◆ **Written instruction**:
Emit the line that holds "In the picture above, where can the hanging" and all lines following it through the end of the data, verbatim, and nothing else.

______

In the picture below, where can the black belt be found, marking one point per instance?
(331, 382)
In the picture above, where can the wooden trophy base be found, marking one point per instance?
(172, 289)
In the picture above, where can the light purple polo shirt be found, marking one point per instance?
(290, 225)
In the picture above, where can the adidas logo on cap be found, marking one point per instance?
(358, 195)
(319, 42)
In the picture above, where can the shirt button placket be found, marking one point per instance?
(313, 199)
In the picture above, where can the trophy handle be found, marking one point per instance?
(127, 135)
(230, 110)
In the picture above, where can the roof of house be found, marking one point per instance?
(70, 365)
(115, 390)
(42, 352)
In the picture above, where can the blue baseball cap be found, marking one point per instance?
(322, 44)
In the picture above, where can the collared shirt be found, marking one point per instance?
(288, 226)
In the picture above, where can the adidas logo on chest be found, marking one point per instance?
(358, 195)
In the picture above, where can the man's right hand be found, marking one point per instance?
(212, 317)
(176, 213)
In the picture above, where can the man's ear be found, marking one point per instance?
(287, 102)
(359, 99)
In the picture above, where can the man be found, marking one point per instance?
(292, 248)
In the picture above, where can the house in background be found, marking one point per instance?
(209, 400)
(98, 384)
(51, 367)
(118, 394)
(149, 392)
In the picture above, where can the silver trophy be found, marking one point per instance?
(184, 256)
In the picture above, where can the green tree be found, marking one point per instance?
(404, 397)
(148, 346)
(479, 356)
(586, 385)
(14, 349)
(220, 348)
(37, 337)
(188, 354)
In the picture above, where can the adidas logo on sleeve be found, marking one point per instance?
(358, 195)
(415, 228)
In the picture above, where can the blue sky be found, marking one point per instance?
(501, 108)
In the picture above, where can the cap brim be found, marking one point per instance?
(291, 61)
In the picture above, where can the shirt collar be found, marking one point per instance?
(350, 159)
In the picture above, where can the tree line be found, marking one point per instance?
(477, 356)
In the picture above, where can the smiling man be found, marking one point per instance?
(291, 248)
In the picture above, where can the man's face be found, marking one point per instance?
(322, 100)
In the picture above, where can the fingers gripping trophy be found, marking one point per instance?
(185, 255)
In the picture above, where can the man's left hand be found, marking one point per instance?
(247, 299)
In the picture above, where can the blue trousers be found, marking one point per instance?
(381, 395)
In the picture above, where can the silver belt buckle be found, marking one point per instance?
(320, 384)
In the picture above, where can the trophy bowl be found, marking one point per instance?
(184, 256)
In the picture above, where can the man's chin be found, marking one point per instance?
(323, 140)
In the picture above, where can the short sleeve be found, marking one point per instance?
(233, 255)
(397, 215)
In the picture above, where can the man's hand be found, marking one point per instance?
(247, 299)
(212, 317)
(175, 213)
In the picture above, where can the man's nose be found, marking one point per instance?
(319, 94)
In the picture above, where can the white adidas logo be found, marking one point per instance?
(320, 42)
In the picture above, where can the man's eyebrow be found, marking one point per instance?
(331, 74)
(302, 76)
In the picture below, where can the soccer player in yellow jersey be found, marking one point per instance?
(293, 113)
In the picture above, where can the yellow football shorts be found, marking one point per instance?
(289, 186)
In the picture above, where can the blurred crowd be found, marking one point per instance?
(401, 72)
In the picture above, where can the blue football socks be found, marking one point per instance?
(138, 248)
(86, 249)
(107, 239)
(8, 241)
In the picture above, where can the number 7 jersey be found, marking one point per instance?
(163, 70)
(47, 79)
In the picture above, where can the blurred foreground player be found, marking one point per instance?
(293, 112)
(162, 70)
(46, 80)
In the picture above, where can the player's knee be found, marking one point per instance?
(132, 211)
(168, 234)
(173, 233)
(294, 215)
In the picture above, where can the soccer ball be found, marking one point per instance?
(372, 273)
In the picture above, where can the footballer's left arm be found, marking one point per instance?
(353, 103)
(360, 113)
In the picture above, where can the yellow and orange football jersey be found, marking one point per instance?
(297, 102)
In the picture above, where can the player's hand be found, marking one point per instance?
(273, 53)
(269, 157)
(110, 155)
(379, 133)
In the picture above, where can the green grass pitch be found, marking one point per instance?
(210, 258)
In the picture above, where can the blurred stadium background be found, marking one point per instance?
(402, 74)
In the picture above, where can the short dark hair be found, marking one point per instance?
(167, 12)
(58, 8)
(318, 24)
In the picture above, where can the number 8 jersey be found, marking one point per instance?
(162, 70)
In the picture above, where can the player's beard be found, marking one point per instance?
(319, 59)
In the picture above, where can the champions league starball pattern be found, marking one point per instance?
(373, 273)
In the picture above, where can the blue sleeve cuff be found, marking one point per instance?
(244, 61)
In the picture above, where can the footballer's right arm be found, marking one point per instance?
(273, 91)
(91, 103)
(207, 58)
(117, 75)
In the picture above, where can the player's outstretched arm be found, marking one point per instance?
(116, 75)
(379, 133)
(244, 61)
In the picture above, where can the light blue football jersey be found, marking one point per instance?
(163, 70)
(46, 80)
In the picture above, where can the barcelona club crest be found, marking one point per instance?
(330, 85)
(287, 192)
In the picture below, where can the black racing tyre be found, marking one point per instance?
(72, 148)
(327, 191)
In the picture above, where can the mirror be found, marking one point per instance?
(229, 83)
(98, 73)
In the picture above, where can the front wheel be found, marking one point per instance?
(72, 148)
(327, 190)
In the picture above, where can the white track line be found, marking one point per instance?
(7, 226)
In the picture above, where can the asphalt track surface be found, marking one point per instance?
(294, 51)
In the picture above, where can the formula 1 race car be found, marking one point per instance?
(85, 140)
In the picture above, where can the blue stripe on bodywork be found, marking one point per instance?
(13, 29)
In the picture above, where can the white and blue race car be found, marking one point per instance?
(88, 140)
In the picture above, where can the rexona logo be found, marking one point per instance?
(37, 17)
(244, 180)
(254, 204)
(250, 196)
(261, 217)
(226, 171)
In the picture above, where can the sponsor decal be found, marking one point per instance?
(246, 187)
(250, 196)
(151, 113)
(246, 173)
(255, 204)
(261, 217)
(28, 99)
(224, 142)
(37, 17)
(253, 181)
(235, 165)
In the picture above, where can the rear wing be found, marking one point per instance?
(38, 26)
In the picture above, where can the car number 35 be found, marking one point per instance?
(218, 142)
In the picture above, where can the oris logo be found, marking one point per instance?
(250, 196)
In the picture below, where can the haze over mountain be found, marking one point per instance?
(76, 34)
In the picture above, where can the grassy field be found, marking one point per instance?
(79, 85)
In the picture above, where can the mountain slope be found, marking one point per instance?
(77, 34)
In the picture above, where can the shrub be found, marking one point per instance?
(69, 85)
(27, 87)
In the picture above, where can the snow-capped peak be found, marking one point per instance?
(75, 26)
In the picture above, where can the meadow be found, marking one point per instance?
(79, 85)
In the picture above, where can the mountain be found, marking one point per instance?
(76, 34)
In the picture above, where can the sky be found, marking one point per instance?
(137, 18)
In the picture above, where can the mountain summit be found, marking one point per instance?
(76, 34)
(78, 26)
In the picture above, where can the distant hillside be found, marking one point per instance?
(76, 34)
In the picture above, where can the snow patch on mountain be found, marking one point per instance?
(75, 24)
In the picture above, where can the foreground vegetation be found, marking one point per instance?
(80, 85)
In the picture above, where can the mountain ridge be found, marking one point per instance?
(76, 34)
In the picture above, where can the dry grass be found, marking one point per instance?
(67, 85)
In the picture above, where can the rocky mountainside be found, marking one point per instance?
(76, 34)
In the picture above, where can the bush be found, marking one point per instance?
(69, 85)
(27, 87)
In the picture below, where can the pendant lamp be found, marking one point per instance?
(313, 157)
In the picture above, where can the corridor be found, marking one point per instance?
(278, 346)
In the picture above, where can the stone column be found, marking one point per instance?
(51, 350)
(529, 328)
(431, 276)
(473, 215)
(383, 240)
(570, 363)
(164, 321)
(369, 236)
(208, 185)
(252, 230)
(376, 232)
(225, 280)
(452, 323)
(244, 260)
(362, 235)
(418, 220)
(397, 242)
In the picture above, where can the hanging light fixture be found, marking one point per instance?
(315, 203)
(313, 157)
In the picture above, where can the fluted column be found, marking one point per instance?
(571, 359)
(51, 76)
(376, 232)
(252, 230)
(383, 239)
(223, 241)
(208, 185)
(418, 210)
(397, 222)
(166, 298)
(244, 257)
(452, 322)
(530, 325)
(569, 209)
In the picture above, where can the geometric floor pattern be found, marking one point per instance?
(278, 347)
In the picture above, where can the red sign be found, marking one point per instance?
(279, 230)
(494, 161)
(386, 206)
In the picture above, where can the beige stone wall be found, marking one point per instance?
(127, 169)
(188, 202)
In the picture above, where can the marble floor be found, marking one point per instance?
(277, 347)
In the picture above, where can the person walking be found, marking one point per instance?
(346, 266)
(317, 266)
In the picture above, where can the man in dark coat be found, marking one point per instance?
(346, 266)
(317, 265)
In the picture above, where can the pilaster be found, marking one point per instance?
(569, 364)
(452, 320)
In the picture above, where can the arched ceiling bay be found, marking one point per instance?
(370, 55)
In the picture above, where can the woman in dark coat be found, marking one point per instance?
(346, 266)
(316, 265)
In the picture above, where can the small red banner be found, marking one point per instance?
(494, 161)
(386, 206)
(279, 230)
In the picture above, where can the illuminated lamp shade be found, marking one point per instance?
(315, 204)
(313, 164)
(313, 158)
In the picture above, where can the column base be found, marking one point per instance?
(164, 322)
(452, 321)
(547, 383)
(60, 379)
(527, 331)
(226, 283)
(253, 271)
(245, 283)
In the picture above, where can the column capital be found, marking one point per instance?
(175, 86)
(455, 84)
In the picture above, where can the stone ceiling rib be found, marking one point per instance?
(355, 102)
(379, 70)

______

◆ **Result of the task**:
In the picture above, where can the hanging light fixture be found, marking one point per instance?
(315, 203)
(313, 157)
In the picture above, where can the fluted column be found, marking one point per instance?
(571, 359)
(51, 76)
(376, 232)
(252, 230)
(383, 239)
(223, 241)
(208, 185)
(418, 210)
(397, 222)
(166, 298)
(244, 257)
(452, 322)
(530, 325)
(569, 209)
In the picture above, where can the geometric floor pattern be found, marking one point per instance?
(278, 347)
In the picture above, where can the red sign be found, marking one point per instance?
(279, 230)
(494, 161)
(386, 206)
In the picture above, where can the beige stone wall be found, marking one point per instance?
(127, 169)
(188, 202)
In the picture above, where can the marble floor be found, marking one point per instance?
(277, 347)
In the picture above, where can the person walking be found, marking one point per instance?
(346, 266)
(317, 266)
In the picture above, where can the man in dark coat be found, marking one point per instance?
(346, 266)
(317, 265)
In the picture above, where can the pilaster be found, marking one point per instance?
(569, 364)
(452, 320)
In the picture above, where can the arched ceiling bay be found, marking one point per instance?
(370, 55)
In the picture above, where can the woman in dark coat be found, marking one point per instance?
(346, 266)
(316, 265)
In the picture above, where can the small red banner be found, marking one point per instance?
(494, 161)
(386, 206)
(279, 230)
In the picture above, where can the illuminated lamp shade be found, marking one point per instance?
(315, 204)
(313, 164)
(313, 158)
In the picture above, where can the column base be found, marking one point per instance?
(164, 322)
(452, 321)
(547, 383)
(60, 379)
(527, 331)
(226, 283)
(253, 271)
(245, 283)
In the picture above, where can the column capital be found, marking one point per instance?
(175, 86)
(455, 84)
In the picture above, where can the stone ceiling rib be found, marking one point per instance?
(355, 102)
(379, 70)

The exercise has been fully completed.